WHAT TO WORK ON:
Retype every row below word for word, leaving the pictures out of your answer.

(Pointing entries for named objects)

■ ■ ■ ■

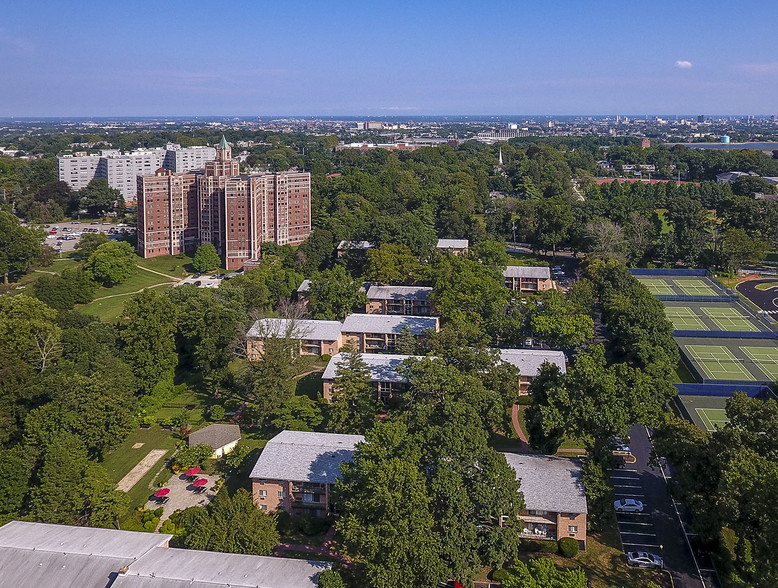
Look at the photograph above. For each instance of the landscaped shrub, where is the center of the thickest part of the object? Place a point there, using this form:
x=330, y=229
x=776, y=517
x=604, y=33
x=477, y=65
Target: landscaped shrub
x=533, y=545
x=568, y=547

■ ■ ■ ■

TASK SOLUTION:
Look at the photograph above. For each instance of the landscaped shrub, where is the center of the thickest part of the object? Place a point there, using this form:
x=330, y=229
x=776, y=517
x=604, y=33
x=477, y=65
Target: landscaped shrub
x=533, y=545
x=568, y=547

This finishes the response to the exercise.